All Contents © Copyright 2003, Boston Neighborhood News, Inc.
Report: "Urban Ring" Costly, Challenging, But Beneficial
July 24, 2003

By Jim O'Sullivan

The rough draft, released Tuesday, of a report by a local think tank dissected the proposed "Urban Ring," the MBTA expansion that transportation officials predict will transform the way people get around Boston. Citing serious funding and planning concerns, the report, published by the Kennedy School of Government's Rappaport Institute for Greater Boston, also touted the future project as a new means for nurturing development and putting a face on Greater Boston.

The Urban Ring, backed by Boston and surrounding municipalities Chelsea, Somerville, Cambridge, Brookline, and Everett, would, supporters say, create a "circumferential" network of public transportation and ease access to downtown and travel around the outskirts. The report cited Dorchester and Roxbury as neighborhoods whose denizens stood to benefit, gaining easier passage to high-employment areas like Longwood Medical or Kendall Square.

Charles C. Euchner, executive director of the Harvard-tied institute, and Anthony Flint, Boston Globe development writer, authored the report, which recognizes concerns in Uphams Corner that that area has not been granted "transit justice." Scheduled to benefit from the Fairmount Line &emdash; designed to better rail service to Dorchester, Mattapan, and Roxbury &emdash; the neighborhood's residents have protested that the current system does not adequately cater to densely-populated, frequently minority-dominated, neighborhoods.

Euchner and Flint suggest that the Urban Ring is "a good thing for minority neighborhoods because it will improve transit service and access to jobs and health care, and spark development of industrial sites or otherwise underutilized inner-city property.

But the report also claims that, "[a]t best, there is little positive evidence for a transit-development link," a central selling point for the undertaking.

Ring advocates claim that the Urban Ring, tentatively scheduled for completion and implementation around 2015, would promote "smart growth" &emdash; the development of empty and underused parcels.

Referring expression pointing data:
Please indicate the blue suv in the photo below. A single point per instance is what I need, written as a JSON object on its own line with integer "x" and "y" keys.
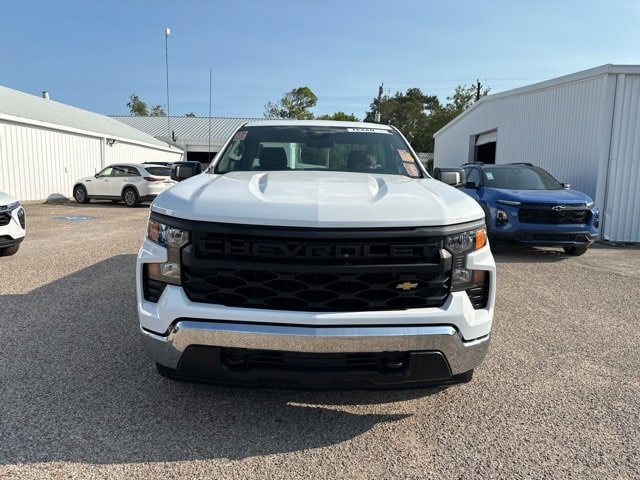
{"x": 524, "y": 203}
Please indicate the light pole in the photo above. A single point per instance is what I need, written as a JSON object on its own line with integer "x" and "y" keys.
{"x": 167, "y": 32}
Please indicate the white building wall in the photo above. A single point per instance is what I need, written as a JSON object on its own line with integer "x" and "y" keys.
{"x": 622, "y": 204}
{"x": 37, "y": 162}
{"x": 562, "y": 128}
{"x": 123, "y": 152}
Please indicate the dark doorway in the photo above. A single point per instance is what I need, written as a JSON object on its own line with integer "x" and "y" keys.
{"x": 486, "y": 153}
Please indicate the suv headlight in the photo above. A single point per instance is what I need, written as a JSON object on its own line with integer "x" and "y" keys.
{"x": 173, "y": 239}
{"x": 460, "y": 245}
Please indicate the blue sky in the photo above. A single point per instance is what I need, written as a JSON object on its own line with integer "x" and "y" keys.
{"x": 93, "y": 54}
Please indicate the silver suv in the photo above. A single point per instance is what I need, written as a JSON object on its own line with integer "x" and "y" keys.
{"x": 129, "y": 182}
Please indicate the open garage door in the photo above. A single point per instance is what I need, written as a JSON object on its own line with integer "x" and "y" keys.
{"x": 485, "y": 150}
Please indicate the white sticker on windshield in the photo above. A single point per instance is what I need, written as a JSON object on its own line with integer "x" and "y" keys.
{"x": 369, "y": 130}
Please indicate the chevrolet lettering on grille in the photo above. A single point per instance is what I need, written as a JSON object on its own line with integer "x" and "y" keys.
{"x": 295, "y": 250}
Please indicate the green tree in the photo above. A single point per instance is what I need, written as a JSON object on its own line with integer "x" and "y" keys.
{"x": 157, "y": 111}
{"x": 340, "y": 116}
{"x": 294, "y": 104}
{"x": 137, "y": 107}
{"x": 408, "y": 112}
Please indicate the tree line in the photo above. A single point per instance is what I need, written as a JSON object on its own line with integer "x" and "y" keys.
{"x": 417, "y": 115}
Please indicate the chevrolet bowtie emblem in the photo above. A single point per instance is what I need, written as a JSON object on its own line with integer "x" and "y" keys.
{"x": 406, "y": 286}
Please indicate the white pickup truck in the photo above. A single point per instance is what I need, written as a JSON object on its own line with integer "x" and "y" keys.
{"x": 316, "y": 254}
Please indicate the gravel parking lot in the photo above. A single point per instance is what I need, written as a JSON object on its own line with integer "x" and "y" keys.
{"x": 557, "y": 397}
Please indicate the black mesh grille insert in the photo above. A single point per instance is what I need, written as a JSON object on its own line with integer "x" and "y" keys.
{"x": 322, "y": 270}
{"x": 554, "y": 214}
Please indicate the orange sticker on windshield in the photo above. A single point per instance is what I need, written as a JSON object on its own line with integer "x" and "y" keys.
{"x": 411, "y": 169}
{"x": 405, "y": 155}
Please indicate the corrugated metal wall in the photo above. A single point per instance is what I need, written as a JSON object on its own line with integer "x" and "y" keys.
{"x": 37, "y": 162}
{"x": 122, "y": 152}
{"x": 622, "y": 217}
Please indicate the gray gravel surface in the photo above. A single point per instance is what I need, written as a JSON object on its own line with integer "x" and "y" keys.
{"x": 557, "y": 397}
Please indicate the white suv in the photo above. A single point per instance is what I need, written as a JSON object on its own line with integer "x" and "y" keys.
{"x": 133, "y": 183}
{"x": 12, "y": 224}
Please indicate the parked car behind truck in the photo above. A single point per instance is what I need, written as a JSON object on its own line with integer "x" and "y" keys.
{"x": 291, "y": 261}
{"x": 524, "y": 203}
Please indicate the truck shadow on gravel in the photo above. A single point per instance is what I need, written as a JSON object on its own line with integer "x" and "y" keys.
{"x": 77, "y": 386}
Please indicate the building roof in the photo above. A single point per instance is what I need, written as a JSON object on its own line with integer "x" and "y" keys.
{"x": 186, "y": 128}
{"x": 16, "y": 106}
{"x": 607, "y": 69}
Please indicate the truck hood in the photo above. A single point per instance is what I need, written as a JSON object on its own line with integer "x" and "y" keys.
{"x": 317, "y": 199}
{"x": 542, "y": 196}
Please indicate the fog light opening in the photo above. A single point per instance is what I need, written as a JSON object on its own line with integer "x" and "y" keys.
{"x": 393, "y": 360}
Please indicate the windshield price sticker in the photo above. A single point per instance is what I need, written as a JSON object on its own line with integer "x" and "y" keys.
{"x": 366, "y": 130}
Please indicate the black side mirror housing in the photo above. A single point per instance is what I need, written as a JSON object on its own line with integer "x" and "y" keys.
{"x": 453, "y": 176}
{"x": 183, "y": 170}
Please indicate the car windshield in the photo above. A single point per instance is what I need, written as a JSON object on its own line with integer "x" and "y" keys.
{"x": 297, "y": 147}
{"x": 519, "y": 178}
{"x": 159, "y": 171}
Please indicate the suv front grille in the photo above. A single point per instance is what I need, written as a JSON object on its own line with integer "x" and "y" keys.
{"x": 554, "y": 214}
{"x": 321, "y": 270}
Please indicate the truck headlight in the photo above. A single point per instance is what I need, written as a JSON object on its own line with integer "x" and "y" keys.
{"x": 173, "y": 239}
{"x": 460, "y": 245}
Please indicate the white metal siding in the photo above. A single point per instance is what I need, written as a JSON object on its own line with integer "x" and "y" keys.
{"x": 622, "y": 220}
{"x": 123, "y": 152}
{"x": 557, "y": 128}
{"x": 36, "y": 162}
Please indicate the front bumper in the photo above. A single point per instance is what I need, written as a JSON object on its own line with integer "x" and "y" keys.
{"x": 424, "y": 355}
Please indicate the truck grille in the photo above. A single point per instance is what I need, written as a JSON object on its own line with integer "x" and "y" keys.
{"x": 554, "y": 214}
{"x": 315, "y": 270}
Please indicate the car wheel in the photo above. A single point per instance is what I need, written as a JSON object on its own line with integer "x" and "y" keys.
{"x": 130, "y": 197}
{"x": 6, "y": 251}
{"x": 575, "y": 250}
{"x": 80, "y": 194}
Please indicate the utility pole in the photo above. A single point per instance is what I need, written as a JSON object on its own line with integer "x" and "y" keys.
{"x": 167, "y": 32}
{"x": 378, "y": 116}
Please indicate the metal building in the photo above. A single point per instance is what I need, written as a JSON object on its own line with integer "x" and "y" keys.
{"x": 583, "y": 128}
{"x": 46, "y": 145}
{"x": 200, "y": 137}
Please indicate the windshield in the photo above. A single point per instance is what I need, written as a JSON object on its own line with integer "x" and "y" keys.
{"x": 159, "y": 171}
{"x": 520, "y": 178}
{"x": 297, "y": 147}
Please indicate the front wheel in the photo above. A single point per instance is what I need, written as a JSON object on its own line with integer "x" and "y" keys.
{"x": 80, "y": 194}
{"x": 6, "y": 251}
{"x": 575, "y": 250}
{"x": 130, "y": 197}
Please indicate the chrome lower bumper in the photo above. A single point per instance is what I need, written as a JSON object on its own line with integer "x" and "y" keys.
{"x": 462, "y": 356}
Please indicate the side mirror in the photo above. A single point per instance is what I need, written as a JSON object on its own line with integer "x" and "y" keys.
{"x": 183, "y": 170}
{"x": 453, "y": 176}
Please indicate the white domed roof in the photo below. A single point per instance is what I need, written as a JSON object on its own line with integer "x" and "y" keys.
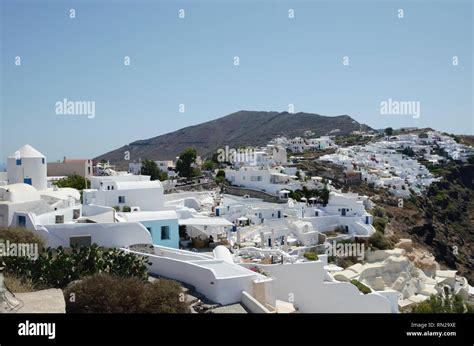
{"x": 27, "y": 151}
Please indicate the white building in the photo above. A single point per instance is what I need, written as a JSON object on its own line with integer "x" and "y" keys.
{"x": 271, "y": 180}
{"x": 125, "y": 190}
{"x": 27, "y": 165}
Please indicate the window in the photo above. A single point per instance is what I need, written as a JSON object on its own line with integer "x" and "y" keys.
{"x": 81, "y": 241}
{"x": 165, "y": 232}
{"x": 76, "y": 213}
{"x": 59, "y": 219}
{"x": 21, "y": 221}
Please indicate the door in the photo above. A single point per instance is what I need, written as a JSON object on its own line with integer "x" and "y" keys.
{"x": 21, "y": 221}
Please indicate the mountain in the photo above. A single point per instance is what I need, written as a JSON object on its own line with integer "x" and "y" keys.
{"x": 235, "y": 130}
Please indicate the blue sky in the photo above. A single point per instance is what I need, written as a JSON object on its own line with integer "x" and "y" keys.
{"x": 190, "y": 61}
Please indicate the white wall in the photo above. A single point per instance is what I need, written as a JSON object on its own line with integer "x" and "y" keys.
{"x": 116, "y": 235}
{"x": 303, "y": 285}
{"x": 33, "y": 168}
{"x": 150, "y": 199}
{"x": 225, "y": 291}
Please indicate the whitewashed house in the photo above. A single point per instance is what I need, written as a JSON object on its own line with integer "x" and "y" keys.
{"x": 135, "y": 191}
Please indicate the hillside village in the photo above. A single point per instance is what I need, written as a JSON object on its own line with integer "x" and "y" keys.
{"x": 248, "y": 227}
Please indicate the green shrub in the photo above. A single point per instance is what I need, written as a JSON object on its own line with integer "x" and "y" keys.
{"x": 57, "y": 268}
{"x": 21, "y": 236}
{"x": 311, "y": 256}
{"x": 19, "y": 285}
{"x": 103, "y": 293}
{"x": 363, "y": 288}
{"x": 442, "y": 304}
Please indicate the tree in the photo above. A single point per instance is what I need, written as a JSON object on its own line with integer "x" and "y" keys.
{"x": 209, "y": 165}
{"x": 74, "y": 181}
{"x": 184, "y": 165}
{"x": 149, "y": 167}
{"x": 220, "y": 176}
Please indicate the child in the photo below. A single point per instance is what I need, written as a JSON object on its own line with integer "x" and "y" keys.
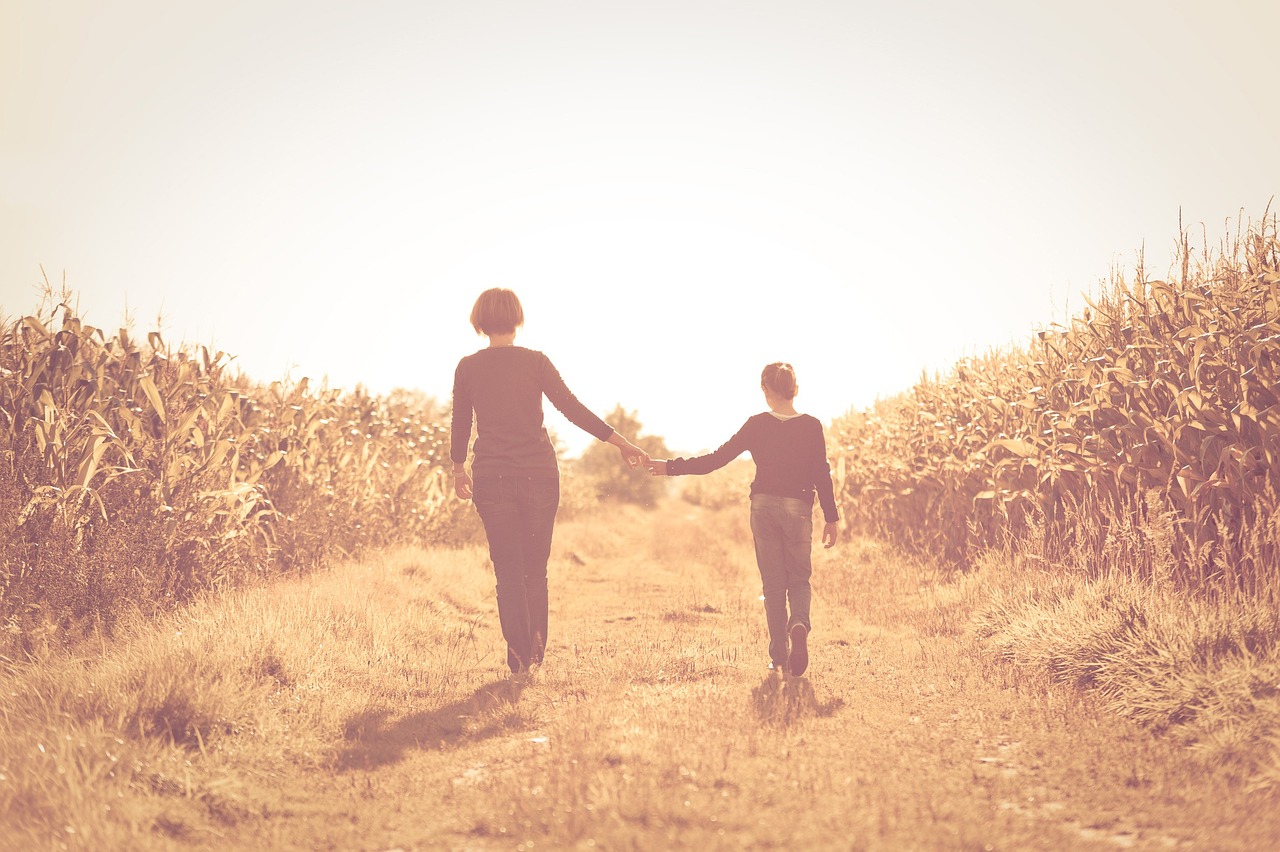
{"x": 791, "y": 467}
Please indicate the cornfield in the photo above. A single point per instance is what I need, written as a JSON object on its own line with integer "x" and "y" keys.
{"x": 136, "y": 473}
{"x": 1144, "y": 434}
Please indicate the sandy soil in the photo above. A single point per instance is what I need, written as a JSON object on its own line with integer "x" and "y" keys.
{"x": 654, "y": 724}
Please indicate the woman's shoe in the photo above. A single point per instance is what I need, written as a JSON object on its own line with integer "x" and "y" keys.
{"x": 799, "y": 659}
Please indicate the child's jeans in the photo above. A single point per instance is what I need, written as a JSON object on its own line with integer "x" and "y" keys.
{"x": 782, "y": 528}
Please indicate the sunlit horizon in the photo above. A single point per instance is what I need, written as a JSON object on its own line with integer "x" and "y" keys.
{"x": 679, "y": 196}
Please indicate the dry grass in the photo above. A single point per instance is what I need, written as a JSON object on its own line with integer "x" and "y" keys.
{"x": 368, "y": 708}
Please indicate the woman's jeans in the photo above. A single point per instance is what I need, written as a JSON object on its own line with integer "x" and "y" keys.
{"x": 782, "y": 528}
{"x": 519, "y": 513}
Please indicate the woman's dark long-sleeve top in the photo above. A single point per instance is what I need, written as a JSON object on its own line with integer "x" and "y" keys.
{"x": 503, "y": 388}
{"x": 790, "y": 458}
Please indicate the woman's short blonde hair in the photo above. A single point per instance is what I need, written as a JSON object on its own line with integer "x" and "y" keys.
{"x": 497, "y": 311}
{"x": 780, "y": 378}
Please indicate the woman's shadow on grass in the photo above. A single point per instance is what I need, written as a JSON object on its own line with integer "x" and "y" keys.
{"x": 782, "y": 701}
{"x": 371, "y": 741}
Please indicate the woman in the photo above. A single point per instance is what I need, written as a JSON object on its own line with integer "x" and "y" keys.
{"x": 515, "y": 479}
{"x": 791, "y": 466}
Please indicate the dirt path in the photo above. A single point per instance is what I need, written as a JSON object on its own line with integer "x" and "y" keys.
{"x": 654, "y": 724}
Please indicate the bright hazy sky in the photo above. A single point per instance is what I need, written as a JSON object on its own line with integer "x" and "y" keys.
{"x": 679, "y": 191}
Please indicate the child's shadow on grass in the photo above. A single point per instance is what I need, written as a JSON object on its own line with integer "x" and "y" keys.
{"x": 785, "y": 700}
{"x": 371, "y": 741}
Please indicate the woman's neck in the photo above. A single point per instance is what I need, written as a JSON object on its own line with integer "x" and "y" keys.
{"x": 780, "y": 406}
{"x": 502, "y": 340}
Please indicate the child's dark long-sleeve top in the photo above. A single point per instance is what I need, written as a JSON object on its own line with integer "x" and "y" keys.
{"x": 790, "y": 456}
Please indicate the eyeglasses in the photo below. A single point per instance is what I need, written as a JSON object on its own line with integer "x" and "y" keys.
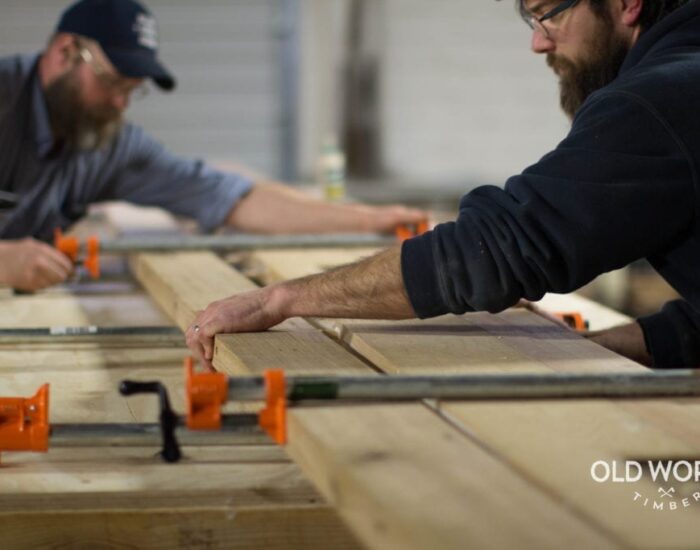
{"x": 110, "y": 82}
{"x": 538, "y": 23}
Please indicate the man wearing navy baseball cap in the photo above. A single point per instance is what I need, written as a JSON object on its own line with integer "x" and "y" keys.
{"x": 126, "y": 32}
{"x": 65, "y": 145}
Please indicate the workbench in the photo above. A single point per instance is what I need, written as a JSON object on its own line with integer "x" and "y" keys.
{"x": 491, "y": 474}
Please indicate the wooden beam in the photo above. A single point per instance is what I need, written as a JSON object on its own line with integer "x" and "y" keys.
{"x": 233, "y": 497}
{"x": 402, "y": 477}
{"x": 184, "y": 283}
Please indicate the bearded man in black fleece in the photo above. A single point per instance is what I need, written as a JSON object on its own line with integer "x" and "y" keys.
{"x": 623, "y": 185}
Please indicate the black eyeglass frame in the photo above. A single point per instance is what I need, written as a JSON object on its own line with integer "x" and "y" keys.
{"x": 533, "y": 20}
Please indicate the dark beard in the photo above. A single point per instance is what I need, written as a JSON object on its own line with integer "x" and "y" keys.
{"x": 578, "y": 80}
{"x": 75, "y": 125}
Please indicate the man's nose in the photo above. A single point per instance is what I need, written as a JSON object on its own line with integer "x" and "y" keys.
{"x": 121, "y": 100}
{"x": 541, "y": 43}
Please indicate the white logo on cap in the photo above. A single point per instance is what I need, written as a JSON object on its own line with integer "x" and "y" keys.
{"x": 145, "y": 28}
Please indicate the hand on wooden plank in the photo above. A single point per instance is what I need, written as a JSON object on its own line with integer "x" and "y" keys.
{"x": 31, "y": 265}
{"x": 247, "y": 312}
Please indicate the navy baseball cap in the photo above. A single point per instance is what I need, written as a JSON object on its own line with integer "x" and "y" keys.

Task details:
In the Urban Ring article, which institute published the report?

Task result:
The Kennedy School of Government's Rappaport Institute for Greater Boston.